* **Directions for this task**: Your copy of the material must match it exactly, except that pictures are dropped.

>> Start Provided data

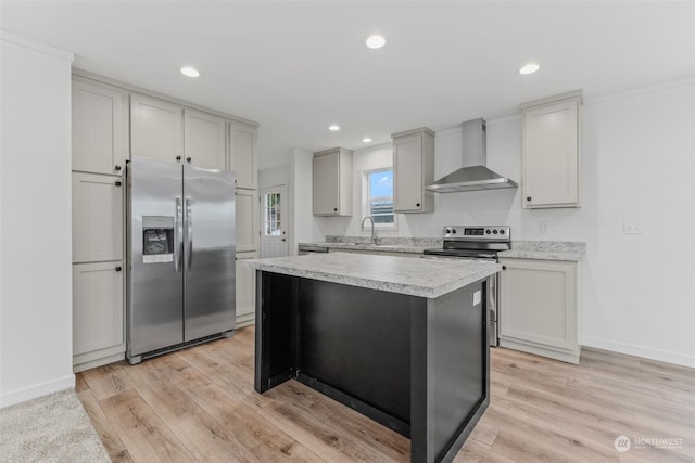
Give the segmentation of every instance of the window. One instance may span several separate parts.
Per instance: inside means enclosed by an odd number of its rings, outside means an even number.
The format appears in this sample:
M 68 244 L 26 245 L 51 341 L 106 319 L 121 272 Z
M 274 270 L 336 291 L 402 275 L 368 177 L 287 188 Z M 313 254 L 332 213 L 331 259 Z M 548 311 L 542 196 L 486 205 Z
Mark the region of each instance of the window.
M 366 215 L 374 217 L 375 227 L 392 228 L 393 216 L 393 169 L 378 169 L 365 172 Z
M 279 236 L 282 234 L 280 204 L 280 193 L 268 193 L 265 195 L 264 233 L 266 236 Z

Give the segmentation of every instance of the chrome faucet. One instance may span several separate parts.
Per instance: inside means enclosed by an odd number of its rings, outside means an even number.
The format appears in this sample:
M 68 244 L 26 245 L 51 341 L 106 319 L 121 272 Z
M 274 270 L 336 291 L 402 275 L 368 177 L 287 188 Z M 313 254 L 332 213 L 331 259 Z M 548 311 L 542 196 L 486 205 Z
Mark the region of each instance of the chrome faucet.
M 367 221 L 367 219 L 371 220 L 371 244 L 376 245 L 377 244 L 377 231 L 374 229 L 374 217 L 371 216 L 367 216 L 364 219 L 362 219 L 362 227 L 363 229 L 365 228 L 365 222 Z

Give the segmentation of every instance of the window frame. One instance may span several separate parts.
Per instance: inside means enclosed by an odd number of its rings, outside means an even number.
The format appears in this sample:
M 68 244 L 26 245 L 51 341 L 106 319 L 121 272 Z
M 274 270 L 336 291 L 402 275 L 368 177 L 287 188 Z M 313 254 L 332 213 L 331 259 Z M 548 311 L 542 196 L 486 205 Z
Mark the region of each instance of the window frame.
M 362 171 L 362 218 L 359 219 L 361 221 L 364 220 L 365 217 L 371 216 L 371 208 L 369 207 L 369 204 L 371 202 L 371 195 L 370 195 L 371 185 L 369 181 L 370 176 L 372 173 L 388 172 L 388 171 L 391 171 L 392 177 L 394 176 L 393 166 L 377 167 L 374 169 L 367 169 Z M 392 196 L 394 194 L 395 194 L 395 189 L 392 190 Z M 395 200 L 394 200 L 394 203 L 395 203 Z M 397 219 L 396 213 L 395 211 L 393 213 L 392 223 L 375 223 L 374 228 L 375 230 L 397 231 L 399 219 Z M 364 224 L 361 226 L 361 230 L 370 231 L 371 223 L 365 222 Z

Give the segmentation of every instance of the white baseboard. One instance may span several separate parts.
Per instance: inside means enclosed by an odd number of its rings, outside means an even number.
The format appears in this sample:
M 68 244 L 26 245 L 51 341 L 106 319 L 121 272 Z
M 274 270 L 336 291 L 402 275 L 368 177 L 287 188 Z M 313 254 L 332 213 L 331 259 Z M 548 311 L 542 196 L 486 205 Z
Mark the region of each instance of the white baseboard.
M 645 359 L 658 360 L 660 362 L 695 368 L 694 356 L 684 356 L 682 353 L 670 352 L 668 350 L 650 349 L 648 347 L 635 346 L 634 344 L 617 343 L 615 340 L 606 340 L 585 336 L 582 337 L 582 345 L 586 347 L 595 347 L 597 349 L 627 353 L 628 356 L 643 357 Z
M 36 384 L 34 386 L 24 387 L 22 389 L 0 395 L 0 409 L 73 387 L 75 387 L 74 374 L 46 383 Z

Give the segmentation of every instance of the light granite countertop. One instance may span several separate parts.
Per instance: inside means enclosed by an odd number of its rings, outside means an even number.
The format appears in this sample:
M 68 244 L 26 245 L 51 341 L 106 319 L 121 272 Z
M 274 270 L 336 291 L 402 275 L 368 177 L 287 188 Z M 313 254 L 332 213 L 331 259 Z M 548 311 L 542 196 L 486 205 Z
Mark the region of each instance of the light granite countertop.
M 317 247 L 327 247 L 329 249 L 355 249 L 355 250 L 374 250 L 389 253 L 410 253 L 422 254 L 422 250 L 437 246 L 413 246 L 408 244 L 369 244 L 369 243 L 342 243 L 342 242 L 323 242 L 323 243 L 299 243 L 300 249 L 315 249 Z
M 513 241 L 511 249 L 497 254 L 500 258 L 569 260 L 586 258 L 586 243 L 572 241 Z
M 435 298 L 498 272 L 482 261 L 327 253 L 240 260 L 244 267 L 350 286 Z

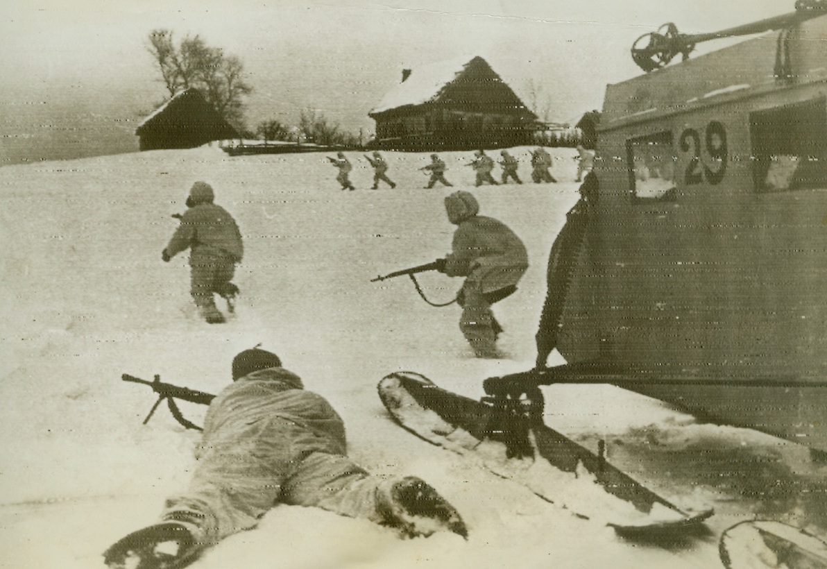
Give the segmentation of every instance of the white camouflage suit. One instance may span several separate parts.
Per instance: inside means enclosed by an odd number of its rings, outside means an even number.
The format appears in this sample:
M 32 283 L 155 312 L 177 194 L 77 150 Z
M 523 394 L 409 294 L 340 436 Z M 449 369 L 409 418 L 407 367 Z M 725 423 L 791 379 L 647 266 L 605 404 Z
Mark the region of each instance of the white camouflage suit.
M 203 544 L 253 528 L 280 502 L 380 523 L 383 490 L 397 480 L 345 453 L 344 423 L 322 396 L 284 368 L 253 371 L 211 403 L 192 482 L 162 518 Z

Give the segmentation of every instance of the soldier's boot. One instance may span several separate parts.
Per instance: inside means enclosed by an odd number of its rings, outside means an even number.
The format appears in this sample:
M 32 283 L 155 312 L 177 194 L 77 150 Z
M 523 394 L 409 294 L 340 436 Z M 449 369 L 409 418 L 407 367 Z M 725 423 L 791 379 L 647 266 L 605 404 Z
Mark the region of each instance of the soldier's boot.
M 438 531 L 468 538 L 468 528 L 457 509 L 416 476 L 406 476 L 390 489 L 378 489 L 377 508 L 385 524 L 408 538 L 428 537 Z
M 503 327 L 493 317 L 491 318 L 491 329 L 494 330 L 494 341 L 496 342 L 497 338 L 500 337 L 500 334 L 503 333 Z
M 210 324 L 221 324 L 226 322 L 224 315 L 218 311 L 215 304 L 207 304 L 198 307 L 202 318 Z
M 227 311 L 231 314 L 236 312 L 236 299 L 240 294 L 238 287 L 234 283 L 222 283 L 216 292 L 227 301 Z
M 195 561 L 201 552 L 193 534 L 175 522 L 139 529 L 103 552 L 109 569 L 177 569 Z

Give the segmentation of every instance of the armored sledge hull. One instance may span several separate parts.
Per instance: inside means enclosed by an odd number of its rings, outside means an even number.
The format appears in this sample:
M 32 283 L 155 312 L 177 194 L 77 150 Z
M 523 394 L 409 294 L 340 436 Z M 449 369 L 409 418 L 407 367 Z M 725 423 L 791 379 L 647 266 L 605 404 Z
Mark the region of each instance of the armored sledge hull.
M 825 39 L 821 16 L 607 88 L 570 364 L 827 451 Z

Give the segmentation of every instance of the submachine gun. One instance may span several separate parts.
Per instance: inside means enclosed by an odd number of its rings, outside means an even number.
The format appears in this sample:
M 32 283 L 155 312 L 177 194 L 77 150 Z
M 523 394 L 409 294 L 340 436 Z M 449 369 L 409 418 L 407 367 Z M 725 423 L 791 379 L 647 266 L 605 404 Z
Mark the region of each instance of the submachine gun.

>> End Provided data

* **Finished exercise**:
Give the segmentation of every instance of the window. One instance may span several separate parts.
Per instance: inside means enclosed by an odd number of its rings, outside means an even number.
The format appears in this sample:
M 68 244 L 26 245 L 51 341 L 106 319 L 121 272 Z
M 274 270 L 336 291 L 402 275 L 368 177 L 287 188 Z M 313 254 L 332 213 L 331 259 Z M 548 311 L 542 196 L 486 205 Z
Mark the region of each instance of the window.
M 366 215 L 374 217 L 375 227 L 392 228 L 393 216 L 393 169 L 378 169 L 365 172 Z
M 279 236 L 282 234 L 280 204 L 280 193 L 268 193 L 265 195 L 264 233 L 266 236 Z

Give the segmentation of every instance of the chrome faucet. One instance may span several separate parts.
Per instance: inside means enclosed by an odd number of its rings, outside means an even number.
The format appears in this sample:
M 68 244 L 26 245 L 51 341 L 106 319 L 121 272 Z
M 274 270 L 336 291 L 402 275 L 368 177 L 287 188 Z M 313 254 L 332 213 L 331 259 Z M 548 311 L 542 196 L 486 205 Z
Mark the region of each instance of the chrome faucet.
M 367 221 L 367 219 L 371 220 L 371 244 L 376 245 L 377 244 L 377 231 L 374 229 L 374 217 L 371 216 L 367 216 L 364 219 L 362 219 L 362 227 L 363 229 L 365 228 L 365 222 Z

Give the segmentation of every instance of the window frame. One instance may span several separate parts.
Per instance: inside means enclosed by an odd number of its rings, outside means an even number.
The format appears in this sample:
M 68 244 L 26 245 L 51 341 L 106 319 L 121 272 Z
M 274 270 L 336 291 L 402 275 L 368 177 L 287 188 Z M 313 254 L 332 213 L 331 259 Z M 548 311 L 542 196 L 486 205 Z
Mark the region of each instance of the window frame.
M 362 171 L 362 218 L 359 219 L 361 221 L 364 220 L 365 217 L 371 216 L 371 208 L 369 207 L 369 204 L 371 202 L 371 195 L 370 195 L 371 185 L 369 181 L 370 176 L 372 173 L 388 172 L 388 171 L 391 171 L 392 177 L 394 176 L 393 166 L 377 167 L 374 169 L 367 169 Z M 392 196 L 394 194 L 395 194 L 395 189 L 392 190 Z M 395 200 L 394 200 L 394 203 L 395 203 Z M 397 219 L 396 213 L 395 211 L 393 213 L 392 223 L 375 223 L 374 228 L 375 230 L 397 231 L 399 219 Z M 364 224 L 361 226 L 361 230 L 370 231 L 371 223 L 365 222 Z

Give the segmentation of every instance of the white baseboard. One instance may span several separate parts.
Per instance: inside means enclosed by an odd number of its rings, outside means an even number.
The format appears in this sample:
M 68 244 L 26 245 L 51 341 L 106 319 L 121 272 Z
M 274 270 L 336 291 L 402 275 L 368 177 L 287 188 Z M 313 254 L 332 213 L 331 259 Z M 548 311 L 542 196 L 486 205 Z
Mark the region of each instance of the white baseboard.
M 645 359 L 658 360 L 660 362 L 695 368 L 694 356 L 684 356 L 682 353 L 670 352 L 668 350 L 650 349 L 648 347 L 635 346 L 634 344 L 617 343 L 615 340 L 606 340 L 585 336 L 582 337 L 582 345 L 586 347 L 595 347 L 597 349 L 627 353 L 628 356 L 643 357 Z
M 36 384 L 34 386 L 24 387 L 22 389 L 0 395 L 0 409 L 73 387 L 75 387 L 74 374 L 46 383 Z

Give the segmentation of every instance of the light granite countertop. One instance may span several separate parts.
Per instance: inside means enclosed by an odd number of its rings, outside means an even number.
The format appears in this sample:
M 68 244 L 26 245 L 51 341 L 106 319 L 121 272 Z
M 274 270 L 336 291 L 402 275 L 368 177 L 287 188 Z M 313 254 L 332 213 L 331 259 Z M 548 311 L 542 196 L 486 205 Z
Mark the region of each instance of the light granite countertop.
M 317 247 L 327 247 L 329 249 L 355 249 L 355 250 L 374 250 L 389 253 L 410 253 L 422 254 L 422 250 L 437 246 L 413 246 L 408 244 L 369 244 L 369 243 L 342 243 L 342 242 L 323 242 L 323 243 L 299 243 L 300 249 L 315 249 Z
M 513 241 L 511 249 L 497 254 L 500 258 L 569 260 L 586 258 L 586 243 L 572 241 Z
M 435 298 L 498 272 L 482 261 L 327 253 L 240 260 L 244 267 L 350 286 Z

Give the segmentation of every instance of the white camouflage suit. One instance may span several separate parts.
Per instance: inside means enclosed by an odd number of its rings, outside means an even number.
The format appears in this sample:
M 32 283 L 155 312 L 177 194 L 77 150 Z
M 523 394 L 409 294 L 340 436 Z M 449 369 L 409 418 L 407 367 Z M 725 423 L 791 379 L 647 266 L 605 404 Z
Mark the region of each instance of the white camouflage suit.
M 203 544 L 253 528 L 280 502 L 380 523 L 383 490 L 397 480 L 345 453 L 344 423 L 322 396 L 284 368 L 253 371 L 211 403 L 192 482 L 162 518 Z

Give the segmentation of every instance of the soldier's boot. One instance may span several separate parts.
Per instance: inside means enclosed by an odd number of its rings, outside means an even number.
The format appears in this sample:
M 32 283 L 155 312 L 177 194 L 77 150 Z
M 523 394 L 409 294 L 340 436 Z M 449 369 L 409 418 L 407 367 Z M 725 423 L 791 379 L 647 266 L 605 404 Z
Mark the region of each instance of the soldier's boot.
M 438 531 L 468 538 L 468 528 L 457 509 L 416 476 L 406 476 L 390 489 L 378 489 L 377 508 L 385 524 L 408 538 L 428 537 Z
M 503 327 L 493 317 L 491 318 L 491 329 L 494 330 L 494 341 L 496 342 L 497 338 L 500 337 L 500 334 L 503 333 Z
M 210 324 L 221 324 L 226 322 L 224 315 L 218 311 L 215 304 L 207 304 L 198 307 L 202 318 Z
M 227 311 L 231 314 L 236 312 L 236 299 L 240 294 L 238 287 L 234 283 L 222 283 L 216 292 L 227 301 Z
M 195 561 L 201 552 L 193 534 L 175 522 L 139 529 L 103 552 L 109 569 L 177 569 Z

Give the segmentation of every instance of the armored sledge hull. One instance may span several separate parts.
Per instance: inside means enclosed by an odd number of its rings, outside means an even number.
The format appears in this sample:
M 32 283 L 155 312 L 177 194 L 77 150 Z
M 523 394 L 409 294 L 340 436 Z M 449 369 L 409 418 L 407 367 Z M 725 423 L 791 379 L 647 266 L 605 404 Z
Mark the region of each instance of the armored sledge hull.
M 825 39 L 821 16 L 607 88 L 570 364 L 827 451 Z

Give the segmentation of every instance of the submachine gun. One instance may span several separate parts.
Per instance: inside means enclosed by an odd number of its rings, outside means an even number.
The format appears in this sample:
M 32 283 L 155 312 L 177 194 L 77 150 Z
M 523 394 L 409 294 L 340 436 Z M 449 369 L 409 418 L 407 367 Z M 725 423 L 791 379 L 647 266 L 605 404 Z
Mark the region of each instance of the submachine gun.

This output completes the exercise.